>> START RECORDS SUPPLIED

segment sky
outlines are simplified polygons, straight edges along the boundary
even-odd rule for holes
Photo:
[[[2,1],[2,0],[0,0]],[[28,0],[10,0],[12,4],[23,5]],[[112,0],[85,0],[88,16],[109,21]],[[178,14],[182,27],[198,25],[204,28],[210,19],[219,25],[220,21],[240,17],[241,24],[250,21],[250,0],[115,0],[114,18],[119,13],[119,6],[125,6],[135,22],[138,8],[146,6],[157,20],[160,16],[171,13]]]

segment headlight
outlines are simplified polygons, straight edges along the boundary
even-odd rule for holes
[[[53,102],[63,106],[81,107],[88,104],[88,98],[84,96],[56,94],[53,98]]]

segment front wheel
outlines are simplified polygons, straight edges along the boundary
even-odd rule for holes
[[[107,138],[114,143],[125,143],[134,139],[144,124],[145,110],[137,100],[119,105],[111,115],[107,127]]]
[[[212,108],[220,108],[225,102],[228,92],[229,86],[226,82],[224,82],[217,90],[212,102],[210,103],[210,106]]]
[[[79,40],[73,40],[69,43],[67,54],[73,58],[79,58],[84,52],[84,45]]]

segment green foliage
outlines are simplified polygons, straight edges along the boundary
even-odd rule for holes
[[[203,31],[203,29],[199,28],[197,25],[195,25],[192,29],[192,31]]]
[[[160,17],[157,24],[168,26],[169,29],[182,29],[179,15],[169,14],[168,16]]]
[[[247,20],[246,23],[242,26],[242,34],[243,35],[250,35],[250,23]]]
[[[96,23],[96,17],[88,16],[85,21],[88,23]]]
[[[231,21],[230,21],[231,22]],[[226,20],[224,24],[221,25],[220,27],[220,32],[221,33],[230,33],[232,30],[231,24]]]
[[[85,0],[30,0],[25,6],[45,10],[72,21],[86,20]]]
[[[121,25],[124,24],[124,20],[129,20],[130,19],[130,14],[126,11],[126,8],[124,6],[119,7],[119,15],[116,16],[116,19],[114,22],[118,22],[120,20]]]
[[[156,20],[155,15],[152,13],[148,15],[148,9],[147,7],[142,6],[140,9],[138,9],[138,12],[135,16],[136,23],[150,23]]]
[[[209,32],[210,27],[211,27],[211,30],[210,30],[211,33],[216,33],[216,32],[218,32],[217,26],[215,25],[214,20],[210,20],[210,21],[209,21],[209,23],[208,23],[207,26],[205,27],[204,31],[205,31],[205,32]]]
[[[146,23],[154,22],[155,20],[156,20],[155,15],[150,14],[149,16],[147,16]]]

>> END RECORDS SUPPLIED

◆ CHALLENGE ◆
Rewrite the records from the line with "segment green foliage" through the last line, requests included, and shift each outline coordinate in the answers by adding 10 to every number.

◆ FINAL RESULT ◆
segment green foliage
outlines are simplified polygons, straight edges along the boundary
even-odd rule for holes
[[[213,41],[213,39],[209,38],[207,35],[205,35],[202,39],[202,41]]]
[[[170,27],[167,34],[178,36],[179,39],[192,39],[189,25],[179,24],[178,26]]]
[[[257,30],[256,33],[252,36],[252,44],[253,45],[260,45],[260,33]]]
[[[106,33],[106,27],[98,26],[95,31],[98,33]]]
[[[241,31],[240,31],[241,32]],[[236,30],[234,34],[231,35],[230,37],[230,42],[231,43],[240,43],[242,40],[241,34]]]
[[[95,10],[40,10],[35,16],[55,20],[82,31],[96,30]]]
[[[131,35],[134,34],[134,30],[139,30],[140,29],[140,24],[136,21],[136,18],[134,16],[129,17],[129,25],[126,26],[126,29],[124,32],[128,32],[130,30]]]
[[[166,30],[165,25],[162,23],[158,25],[158,19],[157,17],[152,16],[150,19],[148,19],[148,22],[145,26],[146,33],[160,33]]]
[[[219,42],[220,37],[221,37],[221,40],[220,40],[221,43],[226,43],[226,42],[228,42],[227,36],[225,35],[224,30],[220,30],[220,31],[219,31],[219,33],[218,33],[217,36],[215,37],[214,41],[215,41],[215,42]]]
[[[156,33],[164,32],[165,30],[166,30],[165,25],[160,24],[159,26],[157,26]]]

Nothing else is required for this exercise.